-------- TEKS BACAAN

Jumat, 18 April 2014

PENDIDIKAN ISLAM DALAM PENDEKATAN PEADAGOGIS DAN PSIKOLOGIS

A.    PENDIDIKAN ISLAM DALAM PENDEKATAN PEADAGOGIS DAN PSIKOLOGIS
Pendekatan ini menuntut kepada kita untuk berpandangan bahwa manusia didik adalah makhluk Tuhan yang berada dalam proses perkembangan dan pertumbuhan rohaniah dan jasmaniah yang memerlukan bimbingan dan pengarahan melalui proses kependidikan.
Membimbing dan mengarahkan perekembangan jiwa dan pertumbuhan jasmaniah dalam pengertian pendidikan tidak dapat dipisahkan dari pengertian psikologis. Karena pekerjaan mendidik dan mengajar yang bersasaran manusia yang sedang berkembang dan bertumbuh itu harus didasarka atas tahap-tahap perkembangan/pertumbuhan psikologis dimana psikologi telah banyak melakukan studi secara khusus dari aspek-aspek kemampuan belajar manusia.

----------------
-------- CATATAN DATASET

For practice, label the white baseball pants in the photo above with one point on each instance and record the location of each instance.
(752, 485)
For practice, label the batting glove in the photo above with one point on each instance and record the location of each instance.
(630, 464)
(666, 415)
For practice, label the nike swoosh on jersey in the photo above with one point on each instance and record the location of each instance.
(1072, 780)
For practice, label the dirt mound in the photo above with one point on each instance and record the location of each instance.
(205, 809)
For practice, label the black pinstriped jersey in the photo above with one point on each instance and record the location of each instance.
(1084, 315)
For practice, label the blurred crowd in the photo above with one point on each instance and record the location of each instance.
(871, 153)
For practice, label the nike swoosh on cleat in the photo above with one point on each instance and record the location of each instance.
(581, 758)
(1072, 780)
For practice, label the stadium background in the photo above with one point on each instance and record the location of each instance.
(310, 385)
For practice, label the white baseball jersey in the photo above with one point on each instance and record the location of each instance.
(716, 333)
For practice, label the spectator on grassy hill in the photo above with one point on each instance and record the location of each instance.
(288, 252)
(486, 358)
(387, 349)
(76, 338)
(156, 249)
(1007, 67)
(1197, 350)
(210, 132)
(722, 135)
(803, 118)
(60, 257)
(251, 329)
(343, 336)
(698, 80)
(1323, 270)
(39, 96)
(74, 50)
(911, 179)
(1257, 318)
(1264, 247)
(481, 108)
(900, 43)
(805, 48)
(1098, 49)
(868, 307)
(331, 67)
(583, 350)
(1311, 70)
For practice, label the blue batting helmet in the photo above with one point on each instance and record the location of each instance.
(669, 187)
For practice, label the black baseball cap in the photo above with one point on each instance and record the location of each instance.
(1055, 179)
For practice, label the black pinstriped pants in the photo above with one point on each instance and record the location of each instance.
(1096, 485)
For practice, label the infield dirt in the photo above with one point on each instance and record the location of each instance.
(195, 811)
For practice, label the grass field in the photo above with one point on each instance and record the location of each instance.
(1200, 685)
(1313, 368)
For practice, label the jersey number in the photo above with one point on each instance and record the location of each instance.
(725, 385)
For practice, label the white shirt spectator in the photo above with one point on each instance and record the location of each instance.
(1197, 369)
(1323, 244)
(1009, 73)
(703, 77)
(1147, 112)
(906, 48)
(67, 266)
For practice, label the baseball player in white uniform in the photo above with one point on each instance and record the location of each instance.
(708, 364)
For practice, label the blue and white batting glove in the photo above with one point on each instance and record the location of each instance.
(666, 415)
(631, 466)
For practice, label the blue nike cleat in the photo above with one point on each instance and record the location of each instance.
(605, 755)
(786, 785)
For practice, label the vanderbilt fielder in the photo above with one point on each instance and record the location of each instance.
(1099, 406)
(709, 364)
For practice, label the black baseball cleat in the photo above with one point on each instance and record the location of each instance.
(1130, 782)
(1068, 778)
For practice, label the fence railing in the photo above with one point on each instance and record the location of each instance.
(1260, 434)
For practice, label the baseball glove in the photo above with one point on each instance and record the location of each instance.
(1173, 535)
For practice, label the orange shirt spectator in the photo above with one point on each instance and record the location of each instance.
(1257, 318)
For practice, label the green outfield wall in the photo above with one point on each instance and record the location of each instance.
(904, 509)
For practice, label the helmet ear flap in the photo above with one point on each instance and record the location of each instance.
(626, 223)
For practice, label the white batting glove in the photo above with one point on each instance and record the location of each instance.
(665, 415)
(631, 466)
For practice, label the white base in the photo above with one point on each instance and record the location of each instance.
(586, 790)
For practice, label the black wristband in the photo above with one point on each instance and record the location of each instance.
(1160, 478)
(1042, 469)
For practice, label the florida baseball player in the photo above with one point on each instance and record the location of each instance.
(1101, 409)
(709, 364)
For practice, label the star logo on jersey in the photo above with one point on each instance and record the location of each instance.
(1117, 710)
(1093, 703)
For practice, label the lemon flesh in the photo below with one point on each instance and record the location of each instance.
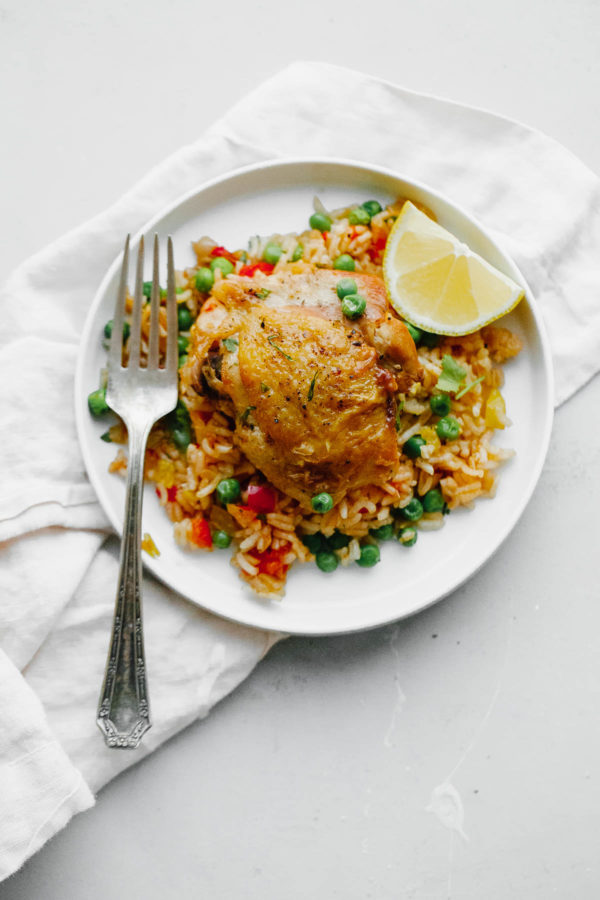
(438, 283)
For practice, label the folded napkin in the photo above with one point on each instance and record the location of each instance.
(58, 571)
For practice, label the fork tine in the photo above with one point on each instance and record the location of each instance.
(115, 350)
(171, 363)
(136, 319)
(154, 311)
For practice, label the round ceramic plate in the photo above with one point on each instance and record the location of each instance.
(278, 197)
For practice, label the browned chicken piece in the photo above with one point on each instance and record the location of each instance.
(312, 393)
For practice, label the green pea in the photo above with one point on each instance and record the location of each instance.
(344, 262)
(369, 556)
(413, 510)
(433, 501)
(185, 319)
(327, 561)
(412, 447)
(204, 279)
(408, 536)
(415, 333)
(97, 403)
(322, 502)
(448, 428)
(320, 222)
(228, 490)
(440, 404)
(108, 330)
(314, 542)
(429, 339)
(359, 216)
(272, 253)
(372, 207)
(221, 539)
(383, 533)
(345, 286)
(225, 265)
(181, 436)
(338, 540)
(180, 426)
(354, 305)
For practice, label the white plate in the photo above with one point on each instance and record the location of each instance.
(277, 197)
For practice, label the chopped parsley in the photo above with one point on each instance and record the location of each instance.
(468, 387)
(399, 409)
(273, 337)
(311, 389)
(452, 375)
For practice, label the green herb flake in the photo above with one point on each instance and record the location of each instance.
(468, 387)
(452, 375)
(399, 409)
(245, 414)
(311, 390)
(273, 337)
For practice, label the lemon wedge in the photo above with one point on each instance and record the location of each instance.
(438, 283)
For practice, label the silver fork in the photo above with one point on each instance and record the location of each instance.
(140, 396)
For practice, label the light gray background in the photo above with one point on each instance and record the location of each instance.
(313, 779)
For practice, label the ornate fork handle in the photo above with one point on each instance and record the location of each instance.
(123, 713)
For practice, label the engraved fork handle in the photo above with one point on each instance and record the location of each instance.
(123, 713)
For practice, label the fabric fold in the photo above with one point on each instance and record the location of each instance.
(58, 568)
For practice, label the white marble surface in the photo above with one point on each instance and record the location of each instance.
(314, 779)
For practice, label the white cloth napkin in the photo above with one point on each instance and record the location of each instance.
(58, 573)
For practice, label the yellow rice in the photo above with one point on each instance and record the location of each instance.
(463, 469)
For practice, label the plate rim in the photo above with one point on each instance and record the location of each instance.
(339, 163)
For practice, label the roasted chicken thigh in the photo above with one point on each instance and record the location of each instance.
(313, 394)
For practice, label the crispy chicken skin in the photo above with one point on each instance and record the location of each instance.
(312, 393)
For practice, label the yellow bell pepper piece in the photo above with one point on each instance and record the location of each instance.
(495, 410)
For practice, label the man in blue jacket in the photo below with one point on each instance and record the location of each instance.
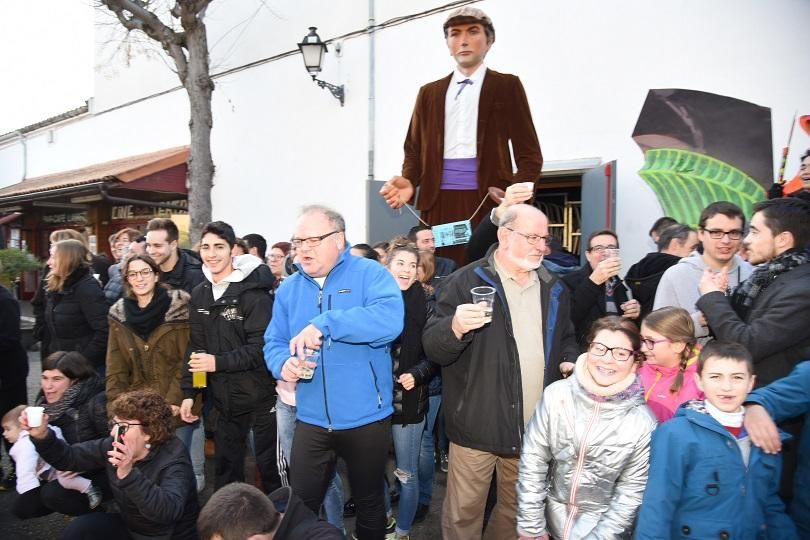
(349, 310)
(788, 397)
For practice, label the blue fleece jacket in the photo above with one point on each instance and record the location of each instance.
(360, 312)
(699, 487)
(783, 399)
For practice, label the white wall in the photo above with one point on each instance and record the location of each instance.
(279, 141)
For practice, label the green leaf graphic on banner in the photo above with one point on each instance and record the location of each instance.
(686, 182)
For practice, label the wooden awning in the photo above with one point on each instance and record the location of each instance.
(122, 170)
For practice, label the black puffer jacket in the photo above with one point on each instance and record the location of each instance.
(13, 358)
(76, 317)
(644, 276)
(86, 418)
(232, 329)
(588, 301)
(410, 405)
(157, 499)
(186, 274)
(482, 389)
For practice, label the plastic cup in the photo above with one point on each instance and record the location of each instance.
(199, 379)
(34, 415)
(485, 295)
(310, 355)
(611, 253)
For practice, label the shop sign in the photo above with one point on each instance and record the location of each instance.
(129, 211)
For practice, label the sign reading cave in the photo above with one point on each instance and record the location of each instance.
(129, 211)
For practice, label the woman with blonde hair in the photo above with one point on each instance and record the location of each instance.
(75, 308)
(671, 351)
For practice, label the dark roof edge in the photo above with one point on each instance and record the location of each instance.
(78, 111)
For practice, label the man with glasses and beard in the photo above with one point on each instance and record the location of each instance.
(494, 372)
(720, 229)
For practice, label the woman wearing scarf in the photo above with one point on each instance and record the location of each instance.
(149, 334)
(585, 456)
(73, 398)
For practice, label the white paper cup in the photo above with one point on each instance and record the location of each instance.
(34, 415)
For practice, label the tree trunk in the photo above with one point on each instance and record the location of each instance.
(199, 87)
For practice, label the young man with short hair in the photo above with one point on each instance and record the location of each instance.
(768, 313)
(422, 236)
(720, 229)
(458, 142)
(596, 289)
(228, 314)
(179, 269)
(241, 512)
(674, 243)
(257, 245)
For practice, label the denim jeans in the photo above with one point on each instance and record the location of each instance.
(333, 500)
(427, 456)
(193, 437)
(407, 447)
(315, 453)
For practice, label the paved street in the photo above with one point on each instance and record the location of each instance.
(49, 527)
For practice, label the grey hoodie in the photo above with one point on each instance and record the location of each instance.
(679, 285)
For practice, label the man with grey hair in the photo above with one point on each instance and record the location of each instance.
(494, 371)
(464, 131)
(332, 326)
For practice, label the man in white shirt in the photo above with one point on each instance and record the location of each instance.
(475, 113)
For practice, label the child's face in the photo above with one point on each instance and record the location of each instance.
(11, 432)
(726, 382)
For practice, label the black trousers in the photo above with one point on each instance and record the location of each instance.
(364, 449)
(96, 526)
(230, 439)
(50, 497)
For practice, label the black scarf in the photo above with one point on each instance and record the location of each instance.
(762, 276)
(143, 321)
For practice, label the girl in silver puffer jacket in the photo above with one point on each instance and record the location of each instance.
(585, 456)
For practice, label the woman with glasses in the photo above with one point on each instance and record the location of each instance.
(671, 351)
(75, 307)
(149, 335)
(585, 456)
(148, 469)
(72, 395)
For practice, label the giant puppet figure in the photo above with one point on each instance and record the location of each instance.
(457, 146)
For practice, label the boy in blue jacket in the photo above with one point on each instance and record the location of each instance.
(786, 398)
(706, 478)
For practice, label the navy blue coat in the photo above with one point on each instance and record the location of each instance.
(786, 398)
(699, 487)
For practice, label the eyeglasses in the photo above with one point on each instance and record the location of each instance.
(651, 343)
(123, 425)
(145, 273)
(717, 234)
(600, 249)
(532, 239)
(312, 241)
(620, 354)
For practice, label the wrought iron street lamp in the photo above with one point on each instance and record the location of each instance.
(312, 49)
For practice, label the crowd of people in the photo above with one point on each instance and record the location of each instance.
(563, 402)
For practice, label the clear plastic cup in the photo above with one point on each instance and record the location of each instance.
(486, 296)
(34, 415)
(310, 355)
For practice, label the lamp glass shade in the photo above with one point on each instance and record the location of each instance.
(312, 49)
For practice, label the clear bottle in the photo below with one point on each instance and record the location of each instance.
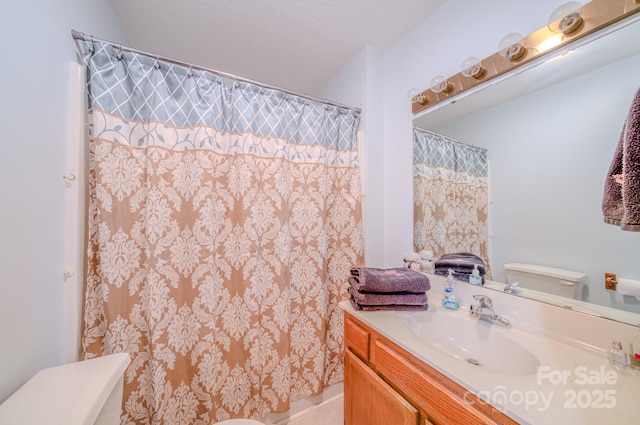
(474, 277)
(617, 355)
(449, 300)
(635, 351)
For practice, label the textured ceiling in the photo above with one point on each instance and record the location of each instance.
(299, 45)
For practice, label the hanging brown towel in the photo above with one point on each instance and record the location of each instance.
(621, 200)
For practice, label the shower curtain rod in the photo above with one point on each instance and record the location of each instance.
(77, 35)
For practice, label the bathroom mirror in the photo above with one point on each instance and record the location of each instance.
(551, 129)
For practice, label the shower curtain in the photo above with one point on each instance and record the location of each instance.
(223, 220)
(450, 196)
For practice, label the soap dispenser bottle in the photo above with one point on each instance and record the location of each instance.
(449, 300)
(617, 355)
(474, 277)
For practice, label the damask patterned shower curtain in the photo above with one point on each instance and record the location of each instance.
(450, 196)
(223, 220)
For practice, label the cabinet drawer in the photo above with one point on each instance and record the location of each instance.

----------------

▸ **TUJUAN**
**A.** Kutiplah tanpa perubahan bagian teks tentang pendidikan Islam dari "Jumat, 18 April" sampai dengan "melalui proses kependidikan.".
**B.** Menurut teks tentang pendidikan Islam, manusia didik dipandang sebagai makhluk seperti apa?
**C.** Teruskan teks tentang pendidikan Islam mulai setelah kalimat terakhirnya.

▸ **HASIL AKHIR**
**A.**
Jumat, 18 April 2014

PENDIDIKAN ISLAM DALAM PENDEKATAN PEADAGOGIS DAN PSIKOLOGIS

A.    PENDIDIKAN ISLAM DALAM PENDEKATAN PEADAGOGIS DAN PSIKOLOGIS
Pendekatan ini menuntut kepada kita untuk berpandangan bahwa manusia didik adalah makhluk Tuhan yang berada dalam proses perkembangan dan pertumbuhan rohaniah dan jasmaniah yang memerlukan bimbingan dan pengarahan melalui proses kependidikan.

**B.** Makhluk Tuhan yang berada dalam proses perkembangan dan pertumbuhan rohaniah dan jasmaniah yang memerlukan bimbingan dan pengarahan melalui proses kependidikan.

**C.**
Tanpa didasari dengan pandangan psikologis, bimbingan dan pengarahan yang bernilai paedagogis tidak akan menemukan sasarannya yang tepat, yang berakibat pada pencapaian produk pendidikan yang tidak tepat pula. Antara paedagogik dengan psikologi saling mengembangkan dan memperkokoh dalam proses perkembangan akademiknya lebih lanjut, juga dalam proses pencapaian tujuan pembudayaan manusia melalui proses kependidikan.
Berbagai hambatan dan rintangan yang bersifat psikologis dalam diri manusia didik telah diidentifikasikan oleh ahli psikologi (muslim) untuk diperhatikan oleh para pemroses kependidikan agar hambatan atau rintangan psikologis itu dapat diatasi dengan metode pendidikan yang tepat guna atau berdaya guna.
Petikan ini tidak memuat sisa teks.